▸ ARTICLE
-=-=-

I can’t imagine the crew of a magnificent sailing ship leaving the harbor without a plan. Surely, they don’t set out to simply wander, to live minute by minute. With confidence in their skills to take on whatever comes their way, they set out with a destination firmly in mind. Come what may, they are on a mission, they have a vision.


A sailing ship is an intriguing metaphor as we consider schools. Like ships, schools exist to fulfill a purpose. There shouldn’t be anything accidental about how they operate, anything coincidental about what they hope to accomplish. Educators, too, embrace their task with confidence. High quality schools, and exceptional school districts, are guided by the shared understanding of a carefully articulated vision.


Early in my administrative experience, I had the opportunity to receive some sage advice. In conversation with Bill Dickenson, the long-serving principal of the School for Creative and Performing Arts in Cincinnati, Ohio, I asked how he approached decision making with confidence. Without missing a beat, his response was reasoned and clear. Paraphrasing here, his answer went something like this. “Approach every decision through the lens of the school’s vision statement. Everything you consider must support the attainment of that vision or, at a minimum, must compliment it. If you cannot easily make the connection between what you’re contemplating and that vision, you are headed in the wrong direction. It also may be that the guiding vision is out of date or is interfering with the overall mission of the school. If that’s the case, there is other work to be done to revise, or rewrite, the vision statement. You can only be effective if you take great care to make certain that your direction and the vision are consistently aligned.”

-=-=-

▸ WRITTEN INSTRUCTION A
From the passage on school vision, output the section that begins at the words "I can’t imagine" and stops after the words "carefully articulated vision.", copied word for word.

(Excerpts of location labeling data)
-=-=-

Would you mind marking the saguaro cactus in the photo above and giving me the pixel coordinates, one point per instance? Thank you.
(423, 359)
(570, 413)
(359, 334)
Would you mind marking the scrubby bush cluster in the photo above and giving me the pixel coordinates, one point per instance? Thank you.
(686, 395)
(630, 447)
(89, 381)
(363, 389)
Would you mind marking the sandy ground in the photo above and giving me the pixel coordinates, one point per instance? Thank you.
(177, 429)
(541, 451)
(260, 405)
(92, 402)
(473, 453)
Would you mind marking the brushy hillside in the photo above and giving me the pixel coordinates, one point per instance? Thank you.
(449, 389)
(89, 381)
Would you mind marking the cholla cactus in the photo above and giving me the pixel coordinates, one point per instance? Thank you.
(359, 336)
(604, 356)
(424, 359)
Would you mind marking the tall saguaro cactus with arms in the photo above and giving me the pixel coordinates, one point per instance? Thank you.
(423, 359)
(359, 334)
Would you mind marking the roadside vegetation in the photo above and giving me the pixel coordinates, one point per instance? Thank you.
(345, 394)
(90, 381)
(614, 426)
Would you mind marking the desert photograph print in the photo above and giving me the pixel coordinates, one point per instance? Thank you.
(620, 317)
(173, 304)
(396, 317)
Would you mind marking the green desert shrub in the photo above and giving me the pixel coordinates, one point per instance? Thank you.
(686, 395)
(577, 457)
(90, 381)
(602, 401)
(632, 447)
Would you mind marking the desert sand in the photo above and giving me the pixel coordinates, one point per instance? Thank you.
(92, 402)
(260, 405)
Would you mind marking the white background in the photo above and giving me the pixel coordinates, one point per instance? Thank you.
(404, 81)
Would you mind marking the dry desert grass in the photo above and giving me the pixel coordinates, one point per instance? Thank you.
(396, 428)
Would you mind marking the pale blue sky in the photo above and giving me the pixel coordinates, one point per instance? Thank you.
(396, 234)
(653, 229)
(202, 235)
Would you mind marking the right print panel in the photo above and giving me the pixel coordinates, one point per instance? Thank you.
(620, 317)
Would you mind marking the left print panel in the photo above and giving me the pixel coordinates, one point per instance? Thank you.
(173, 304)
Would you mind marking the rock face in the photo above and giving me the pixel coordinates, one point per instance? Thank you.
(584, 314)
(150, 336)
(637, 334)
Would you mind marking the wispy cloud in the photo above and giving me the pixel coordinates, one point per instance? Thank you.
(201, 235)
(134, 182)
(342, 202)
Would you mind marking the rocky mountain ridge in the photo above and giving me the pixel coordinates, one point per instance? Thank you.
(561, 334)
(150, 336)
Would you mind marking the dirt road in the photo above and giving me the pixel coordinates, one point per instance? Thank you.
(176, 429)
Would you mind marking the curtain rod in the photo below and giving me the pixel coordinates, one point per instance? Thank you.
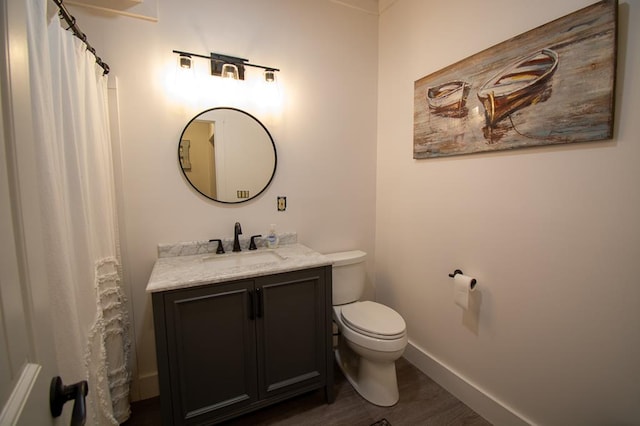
(71, 21)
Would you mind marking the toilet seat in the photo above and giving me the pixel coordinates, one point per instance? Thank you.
(374, 320)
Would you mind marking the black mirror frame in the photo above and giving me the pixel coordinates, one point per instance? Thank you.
(273, 144)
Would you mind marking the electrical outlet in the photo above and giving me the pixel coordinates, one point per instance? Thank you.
(282, 203)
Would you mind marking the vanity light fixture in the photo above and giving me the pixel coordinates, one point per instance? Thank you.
(226, 66)
(184, 61)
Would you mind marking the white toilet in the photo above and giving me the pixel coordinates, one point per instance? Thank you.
(372, 336)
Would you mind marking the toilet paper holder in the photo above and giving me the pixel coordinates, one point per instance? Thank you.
(458, 271)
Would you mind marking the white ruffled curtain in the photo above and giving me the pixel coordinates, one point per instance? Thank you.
(69, 98)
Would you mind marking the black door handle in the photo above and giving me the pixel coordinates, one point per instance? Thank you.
(259, 302)
(252, 309)
(59, 394)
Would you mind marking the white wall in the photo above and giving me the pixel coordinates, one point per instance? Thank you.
(552, 234)
(325, 134)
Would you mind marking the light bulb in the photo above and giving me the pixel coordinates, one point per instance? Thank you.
(230, 71)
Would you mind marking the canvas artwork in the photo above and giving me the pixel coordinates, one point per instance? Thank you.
(551, 85)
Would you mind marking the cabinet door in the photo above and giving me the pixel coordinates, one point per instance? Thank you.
(211, 350)
(291, 332)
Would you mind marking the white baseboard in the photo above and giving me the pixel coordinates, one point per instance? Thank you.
(146, 387)
(473, 396)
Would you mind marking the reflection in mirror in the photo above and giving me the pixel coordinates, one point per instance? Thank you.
(227, 155)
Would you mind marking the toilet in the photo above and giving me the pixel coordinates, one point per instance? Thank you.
(371, 337)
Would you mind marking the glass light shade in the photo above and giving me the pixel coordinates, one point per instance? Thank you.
(184, 61)
(230, 71)
(269, 76)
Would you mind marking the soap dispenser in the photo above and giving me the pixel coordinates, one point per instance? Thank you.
(272, 237)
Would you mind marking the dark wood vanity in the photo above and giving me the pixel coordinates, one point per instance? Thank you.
(231, 347)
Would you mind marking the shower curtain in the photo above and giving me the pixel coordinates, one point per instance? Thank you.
(74, 158)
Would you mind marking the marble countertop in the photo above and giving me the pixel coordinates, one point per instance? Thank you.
(183, 271)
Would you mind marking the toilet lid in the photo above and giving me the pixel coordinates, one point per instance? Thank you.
(373, 319)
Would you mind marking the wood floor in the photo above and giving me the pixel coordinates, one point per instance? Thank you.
(422, 402)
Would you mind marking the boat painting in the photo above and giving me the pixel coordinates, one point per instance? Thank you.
(548, 86)
(518, 85)
(448, 99)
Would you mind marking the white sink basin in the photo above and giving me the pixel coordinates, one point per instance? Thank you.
(248, 258)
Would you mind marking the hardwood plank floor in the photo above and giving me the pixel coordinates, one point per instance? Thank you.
(422, 402)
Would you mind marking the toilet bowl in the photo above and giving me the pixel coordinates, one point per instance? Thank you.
(372, 336)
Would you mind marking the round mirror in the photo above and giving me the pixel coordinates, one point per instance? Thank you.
(227, 155)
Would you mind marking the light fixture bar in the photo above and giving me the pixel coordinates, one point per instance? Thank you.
(218, 60)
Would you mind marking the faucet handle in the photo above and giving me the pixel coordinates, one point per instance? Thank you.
(220, 249)
(252, 244)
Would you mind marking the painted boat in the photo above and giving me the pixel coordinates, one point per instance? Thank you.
(449, 96)
(519, 84)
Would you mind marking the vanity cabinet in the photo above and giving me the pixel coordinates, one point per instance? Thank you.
(228, 348)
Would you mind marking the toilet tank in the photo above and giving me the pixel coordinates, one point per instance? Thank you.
(348, 276)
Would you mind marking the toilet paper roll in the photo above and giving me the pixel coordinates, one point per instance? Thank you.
(462, 286)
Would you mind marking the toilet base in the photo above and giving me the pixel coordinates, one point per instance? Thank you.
(374, 381)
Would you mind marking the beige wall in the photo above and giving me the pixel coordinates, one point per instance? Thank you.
(325, 133)
(552, 234)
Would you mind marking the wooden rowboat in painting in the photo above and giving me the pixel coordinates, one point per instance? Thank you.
(521, 83)
(448, 99)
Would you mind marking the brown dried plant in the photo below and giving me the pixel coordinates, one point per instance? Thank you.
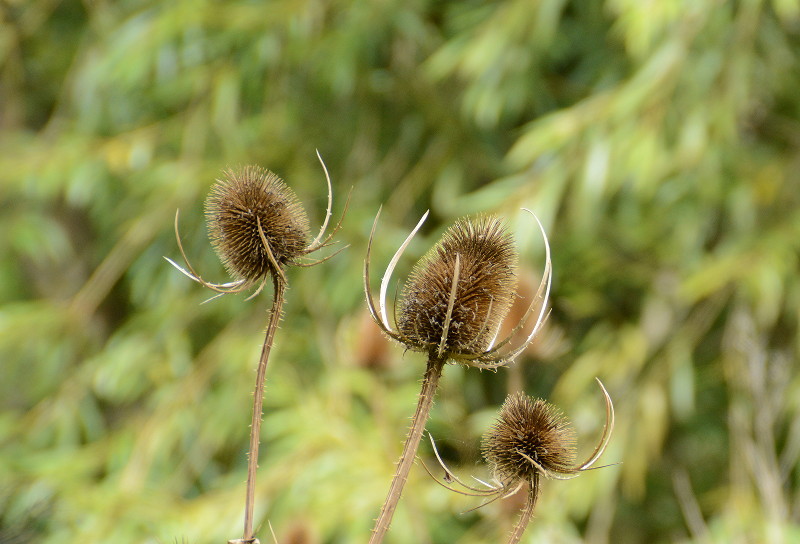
(257, 226)
(530, 439)
(451, 308)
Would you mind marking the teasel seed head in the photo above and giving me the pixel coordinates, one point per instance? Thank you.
(247, 204)
(460, 291)
(529, 432)
(257, 226)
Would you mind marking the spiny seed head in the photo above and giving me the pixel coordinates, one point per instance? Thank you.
(484, 293)
(237, 205)
(527, 429)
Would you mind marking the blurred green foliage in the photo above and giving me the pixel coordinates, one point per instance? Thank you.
(658, 141)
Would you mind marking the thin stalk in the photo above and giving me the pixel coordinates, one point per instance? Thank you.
(527, 511)
(429, 384)
(279, 287)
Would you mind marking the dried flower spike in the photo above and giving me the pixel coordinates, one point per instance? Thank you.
(530, 439)
(451, 308)
(257, 226)
(458, 294)
(250, 204)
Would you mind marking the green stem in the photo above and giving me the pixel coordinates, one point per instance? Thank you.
(279, 287)
(429, 384)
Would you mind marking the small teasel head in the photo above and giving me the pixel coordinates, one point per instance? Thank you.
(459, 293)
(251, 213)
(530, 436)
(530, 439)
(257, 227)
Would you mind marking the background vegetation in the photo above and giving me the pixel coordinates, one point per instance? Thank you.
(658, 141)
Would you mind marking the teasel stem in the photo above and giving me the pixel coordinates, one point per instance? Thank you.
(279, 288)
(527, 511)
(430, 383)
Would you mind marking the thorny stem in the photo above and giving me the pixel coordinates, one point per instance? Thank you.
(527, 511)
(429, 384)
(279, 286)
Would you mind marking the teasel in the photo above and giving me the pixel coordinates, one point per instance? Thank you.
(451, 308)
(258, 228)
(530, 439)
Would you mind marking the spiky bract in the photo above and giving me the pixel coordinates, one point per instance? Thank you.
(237, 205)
(529, 430)
(483, 296)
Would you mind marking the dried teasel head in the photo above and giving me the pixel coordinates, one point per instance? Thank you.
(458, 294)
(530, 436)
(255, 223)
(530, 439)
(257, 227)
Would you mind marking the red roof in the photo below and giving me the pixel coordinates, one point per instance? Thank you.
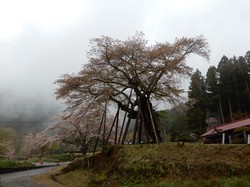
(227, 127)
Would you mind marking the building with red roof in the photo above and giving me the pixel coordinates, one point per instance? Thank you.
(235, 132)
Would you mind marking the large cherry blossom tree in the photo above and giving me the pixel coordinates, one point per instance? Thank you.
(134, 75)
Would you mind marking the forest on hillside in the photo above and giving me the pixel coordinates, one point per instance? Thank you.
(220, 97)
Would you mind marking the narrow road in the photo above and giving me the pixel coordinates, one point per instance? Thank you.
(22, 178)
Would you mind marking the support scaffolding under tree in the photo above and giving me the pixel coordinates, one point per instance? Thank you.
(147, 128)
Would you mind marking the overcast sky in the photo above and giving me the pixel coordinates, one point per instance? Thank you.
(42, 39)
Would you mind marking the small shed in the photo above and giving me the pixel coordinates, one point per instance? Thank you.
(234, 132)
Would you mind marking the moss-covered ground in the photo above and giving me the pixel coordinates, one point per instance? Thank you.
(165, 164)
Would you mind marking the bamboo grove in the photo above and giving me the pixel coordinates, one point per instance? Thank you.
(222, 96)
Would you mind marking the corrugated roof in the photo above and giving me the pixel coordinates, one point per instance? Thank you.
(227, 127)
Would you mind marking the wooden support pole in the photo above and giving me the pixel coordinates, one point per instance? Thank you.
(99, 132)
(223, 138)
(124, 118)
(114, 122)
(152, 121)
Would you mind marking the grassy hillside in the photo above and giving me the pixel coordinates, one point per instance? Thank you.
(160, 165)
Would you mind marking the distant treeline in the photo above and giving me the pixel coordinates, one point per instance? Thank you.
(222, 96)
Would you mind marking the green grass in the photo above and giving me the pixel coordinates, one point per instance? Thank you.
(13, 164)
(163, 165)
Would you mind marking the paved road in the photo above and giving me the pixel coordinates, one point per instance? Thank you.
(22, 178)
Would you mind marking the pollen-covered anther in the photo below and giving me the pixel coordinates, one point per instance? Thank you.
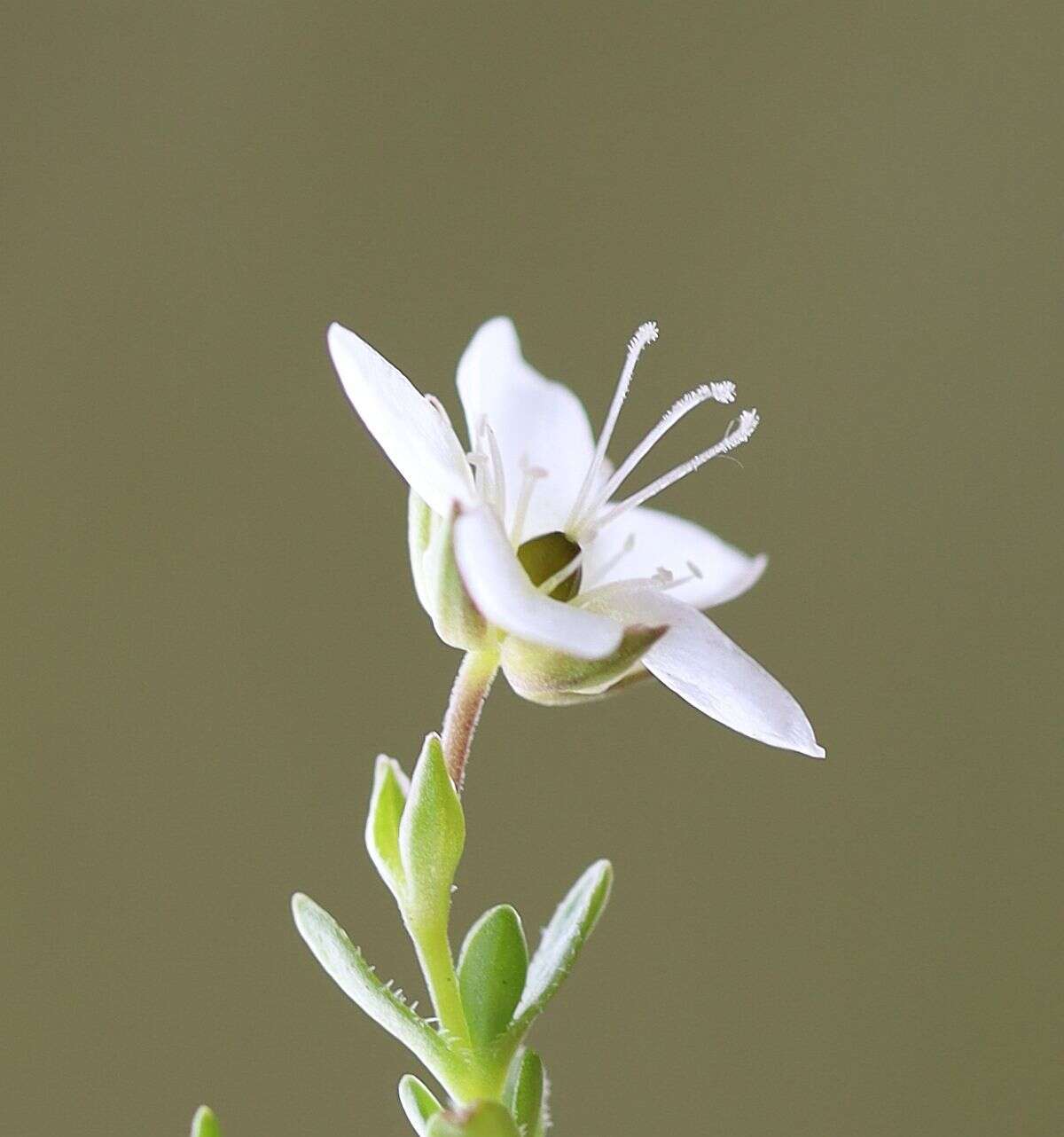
(738, 432)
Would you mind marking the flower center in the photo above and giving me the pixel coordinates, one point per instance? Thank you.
(552, 560)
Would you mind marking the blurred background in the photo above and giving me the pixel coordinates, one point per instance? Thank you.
(849, 209)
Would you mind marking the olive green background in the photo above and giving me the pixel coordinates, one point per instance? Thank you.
(851, 210)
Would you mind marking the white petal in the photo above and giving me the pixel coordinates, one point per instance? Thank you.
(533, 418)
(419, 442)
(499, 588)
(663, 540)
(697, 661)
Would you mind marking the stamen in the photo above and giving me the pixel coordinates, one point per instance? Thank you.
(737, 435)
(530, 476)
(614, 561)
(498, 470)
(563, 575)
(645, 333)
(722, 391)
(663, 580)
(487, 460)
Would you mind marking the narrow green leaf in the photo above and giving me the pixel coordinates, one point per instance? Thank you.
(348, 968)
(484, 1119)
(418, 1102)
(390, 788)
(563, 940)
(525, 1086)
(205, 1124)
(431, 835)
(491, 972)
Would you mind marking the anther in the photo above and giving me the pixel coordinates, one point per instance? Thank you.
(645, 333)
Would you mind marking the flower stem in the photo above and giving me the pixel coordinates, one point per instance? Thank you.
(472, 685)
(438, 967)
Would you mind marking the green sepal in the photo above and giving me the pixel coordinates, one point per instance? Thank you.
(205, 1124)
(525, 1093)
(421, 522)
(431, 837)
(390, 789)
(561, 943)
(484, 1119)
(544, 674)
(349, 970)
(436, 580)
(492, 967)
(419, 1103)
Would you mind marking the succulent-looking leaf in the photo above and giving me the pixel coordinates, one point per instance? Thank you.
(524, 1093)
(419, 1103)
(348, 968)
(563, 939)
(390, 789)
(205, 1124)
(431, 835)
(484, 1119)
(491, 972)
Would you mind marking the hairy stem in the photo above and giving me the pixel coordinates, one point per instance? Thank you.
(438, 967)
(472, 685)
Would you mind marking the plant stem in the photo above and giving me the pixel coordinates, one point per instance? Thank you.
(472, 685)
(438, 966)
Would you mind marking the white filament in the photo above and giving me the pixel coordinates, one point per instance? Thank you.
(645, 333)
(724, 391)
(738, 434)
(530, 476)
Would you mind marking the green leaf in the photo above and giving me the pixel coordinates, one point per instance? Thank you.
(419, 1103)
(484, 1119)
(525, 1093)
(349, 970)
(205, 1124)
(431, 837)
(491, 972)
(563, 940)
(390, 788)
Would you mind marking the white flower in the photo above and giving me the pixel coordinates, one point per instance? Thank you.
(583, 590)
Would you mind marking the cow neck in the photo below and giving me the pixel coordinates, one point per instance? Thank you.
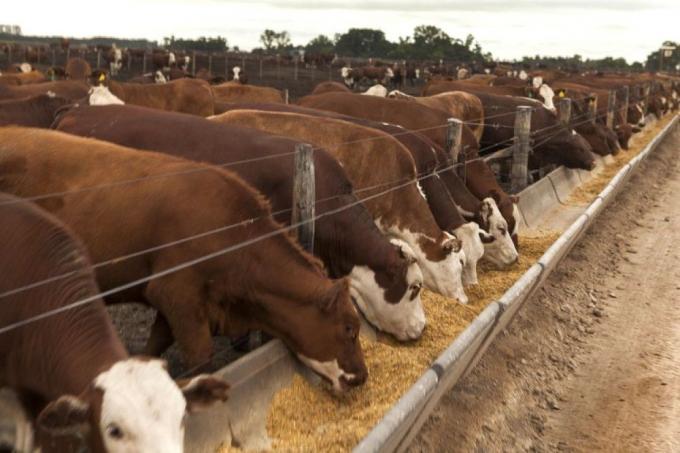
(73, 349)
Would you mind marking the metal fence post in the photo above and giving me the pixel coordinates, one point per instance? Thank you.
(304, 195)
(564, 108)
(624, 103)
(592, 107)
(611, 108)
(521, 149)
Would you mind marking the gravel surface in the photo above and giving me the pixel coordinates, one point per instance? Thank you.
(592, 363)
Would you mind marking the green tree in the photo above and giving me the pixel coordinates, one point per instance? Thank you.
(363, 42)
(268, 38)
(320, 44)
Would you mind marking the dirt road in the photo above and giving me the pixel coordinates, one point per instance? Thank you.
(593, 362)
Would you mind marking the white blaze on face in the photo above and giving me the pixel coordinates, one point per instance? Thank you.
(100, 95)
(404, 319)
(142, 408)
(237, 72)
(473, 247)
(547, 94)
(329, 369)
(376, 90)
(501, 252)
(159, 77)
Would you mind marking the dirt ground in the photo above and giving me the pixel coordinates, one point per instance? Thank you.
(593, 361)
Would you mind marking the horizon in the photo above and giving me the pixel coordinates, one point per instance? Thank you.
(628, 29)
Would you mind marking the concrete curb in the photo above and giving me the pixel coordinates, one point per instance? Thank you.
(395, 431)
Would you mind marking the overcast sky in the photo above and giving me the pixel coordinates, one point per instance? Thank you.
(508, 29)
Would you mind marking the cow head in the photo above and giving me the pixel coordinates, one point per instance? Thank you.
(325, 337)
(132, 406)
(470, 236)
(390, 300)
(499, 247)
(442, 262)
(100, 95)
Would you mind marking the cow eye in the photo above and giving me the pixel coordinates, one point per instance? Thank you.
(114, 431)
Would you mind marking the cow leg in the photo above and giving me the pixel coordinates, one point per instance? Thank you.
(161, 337)
(182, 305)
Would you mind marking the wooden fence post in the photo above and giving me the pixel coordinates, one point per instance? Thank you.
(521, 149)
(645, 92)
(564, 108)
(624, 103)
(592, 107)
(304, 195)
(611, 108)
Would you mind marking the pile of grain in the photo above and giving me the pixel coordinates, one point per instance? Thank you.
(308, 418)
(590, 189)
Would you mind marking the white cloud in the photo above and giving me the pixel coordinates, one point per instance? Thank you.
(627, 28)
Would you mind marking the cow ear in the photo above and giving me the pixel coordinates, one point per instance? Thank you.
(338, 290)
(65, 416)
(452, 244)
(203, 391)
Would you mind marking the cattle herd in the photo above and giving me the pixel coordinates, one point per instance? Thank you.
(178, 195)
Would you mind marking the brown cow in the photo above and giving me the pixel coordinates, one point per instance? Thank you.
(77, 69)
(430, 122)
(457, 104)
(37, 111)
(23, 78)
(75, 380)
(72, 90)
(376, 162)
(182, 95)
(165, 203)
(329, 86)
(384, 279)
(236, 92)
(496, 248)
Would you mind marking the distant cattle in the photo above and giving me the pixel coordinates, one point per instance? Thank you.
(37, 111)
(78, 387)
(167, 200)
(376, 162)
(77, 69)
(326, 87)
(384, 279)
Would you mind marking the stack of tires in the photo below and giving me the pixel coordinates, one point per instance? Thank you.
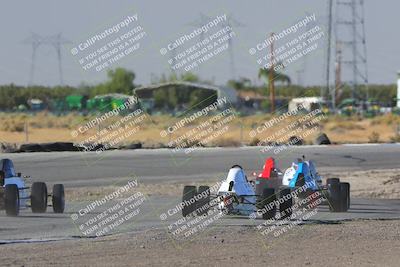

-=-=-

▸ WRITTEN INSTRUCTION B
Count the lines in the records that contain the string "black". Reply with the number only.

▸ WRITTEN REPLY A
I can’t imagine the crew of a magnificent sailing ship leaving the harbor without a plan. Surely, they don’t set out to simply wander, to live minute by minute. With confidence in their skills to take on whatever comes their way, they set out with a destination firmly in mind. Come what may, they are on a mission, they have a vision.


A sailing ship is an intriguing metaphor as we consider schools. Like ships, schools exist to fulfill a purpose. There shouldn’t be anything accidental about how they operate, anything coincidental about what they hope to accomplish. Educators, too, embrace their task with confidence. High quality schools, and exceptional school districts, are guided by the shared understanding of a carefully articulated vision.

▸ WRITTEN REPLY B
2